La décision rendue le vendredi 22 juin 2012 par la Cour d’appel de Dakar, enjoignant la coalition Benno bokk yaakaar d’enlever la photo du Président Macky Sall de toutes les affiches de la campagne électorale pour les élections législatives du 1er juillet 2012 fut une véritable gifle administrée au chef de l’Etat.
Ce verdict qui faisait suite au recours en justice de la coalition Benno bokk gis-gis et aux cris d’indignation générale des citoyens sénégalais épris de démocratie avait suscité en nous un sentiment ambivalent, car mêlant à la fois satisfaction et tristesse.
Satisfaction pour des raisons évidentes de restauration de la légalité du fait que le droit avait été dit et bien dit ; tristesse, car le Président Macky Sall, de par son intrusion éhontée dans la campagne électorale, avait fini de donner raison à bon nombre de ses concitoyens qui soutenaient qu’il y avait de quoi désespérer de la classe politique sénégalaise. «Tous pareils !», disaient-ils.
Est-il besoin de le rappeler, la trajectoire des Peuples devrait s’écrire en termes d’avancées (démocratiques) et non de répétitions fâcheuses, de reculades regrettables ou de bégaiements tristes de l’histoire. Ce faisant, l’on a du mal à comprendre qu’un acte aussi malheureux, posé à une étape du processus de la construction de la démocratie sénégalaise, après avoir été farouchement combattu et vaincu, puisse a posteriori être remis au goût du jour, qui plus est, par un régime qui a pompeusement prôné la rupture au lendemain de son installation.

★ ★ ★ ★ ★

• [À faire]:
1. Résumez en deux phrases le texte sur la décision de la Cour d'appel de Dakar.
2. Répondez en une ligne à chaque question sur le texte traitant de la décision de la Cour d'appel de Dakar :
(a) À quelle date se tenaient les élections législatives ?
(b) Quelle coalition avait saisi la justice ?
(c) En quels termes la trajectoire des peuples devrait-elle s'écrire, selon le texte ?
3. Écrivez la suite du texte sur la décision de la Cour d'appel de Dakar, en reprenant après sa dernière phrase.

★ ★ ★ ★ ★

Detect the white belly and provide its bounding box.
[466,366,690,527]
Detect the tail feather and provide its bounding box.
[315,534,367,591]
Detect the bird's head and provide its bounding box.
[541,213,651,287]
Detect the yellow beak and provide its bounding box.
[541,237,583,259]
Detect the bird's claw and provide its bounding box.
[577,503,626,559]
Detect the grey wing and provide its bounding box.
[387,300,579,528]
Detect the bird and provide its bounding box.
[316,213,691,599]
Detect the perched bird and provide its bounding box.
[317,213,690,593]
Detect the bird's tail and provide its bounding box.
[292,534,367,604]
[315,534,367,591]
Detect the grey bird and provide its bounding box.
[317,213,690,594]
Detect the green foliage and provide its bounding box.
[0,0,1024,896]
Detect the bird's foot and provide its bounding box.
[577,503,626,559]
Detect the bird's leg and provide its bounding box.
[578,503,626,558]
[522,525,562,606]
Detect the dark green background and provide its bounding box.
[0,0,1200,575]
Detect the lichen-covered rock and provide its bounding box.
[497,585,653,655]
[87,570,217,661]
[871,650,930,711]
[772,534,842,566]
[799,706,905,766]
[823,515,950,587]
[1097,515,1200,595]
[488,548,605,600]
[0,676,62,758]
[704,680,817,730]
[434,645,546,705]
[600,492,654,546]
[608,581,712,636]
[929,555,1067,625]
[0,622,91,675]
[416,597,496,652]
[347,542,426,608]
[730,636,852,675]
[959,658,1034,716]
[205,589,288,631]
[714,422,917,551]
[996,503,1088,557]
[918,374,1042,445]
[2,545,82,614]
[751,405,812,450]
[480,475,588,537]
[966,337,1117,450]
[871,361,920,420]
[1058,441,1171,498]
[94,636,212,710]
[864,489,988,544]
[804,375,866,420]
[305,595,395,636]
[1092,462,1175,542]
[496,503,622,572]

★ ★ ★ ★ ★

• [Réponses]:
1. Le 22 juin 2012, à la suite d'un recours de la coalition Benno bokk gis-gis, la Cour d'appel de Dakar a ordonné à la coalition Benno bokk yaakaar de retirer la photo du Président Macky Sall de toutes les affiches de campagne pour les législatives du 1er juillet 2012. Cette décision a suscité un sentiment mêlé de satisfaction, parce que la légalité était rétablie, et de tristesse, parce qu'une pratique déjà combattue et vaincue revenait avec un régime qui avait promis la rupture.

2.
(a) Le 1er juillet 2012.
(b) La coalition Benno bokk gis-gis.
(c) En termes d'avancées démocratiques.

3.
En effet, tout le monde a encore en mémoire la terrible volée de bois vert essuyée par le Président Abdoulaye Wade quand il a voulu s’immiscer dans la campagne électorale pour les élections législatives de 2002. Attaqué de toutes parts et «traduit en justice» par l’opposition d’alors qui a finalement eu gain de cause, le Président Wade avait fait retirer sa photo des affiches de la campagne électorale pour mettre… son ombre, et continuer à faire son «doxantu» (promenade) de campagne électorale. Une duperie payante pour lui, mais qui avait ulcéré et indigné les Sénégalais.
Dix ans après (2002-2012), contre toute attente, alors qu’on pensait que la leçon de démocratie que voilà (interdiction au président de la République de participer à la campagne électorale pour les Législatives) n’était plus qu’un lointain souvenir, voilà que le nouveau président de la République, dont on se plaît à dire qu’il est né après les indépendances, et qu’il est donc présumé porteur d’idées nouvelles, généreuses et progressistes, jeune chef de l’Etat, élu à 51 ans, se met à singer son prédécesseur âgé de 86 ans, comme dans un air de «On prend les mêmes et on recommence».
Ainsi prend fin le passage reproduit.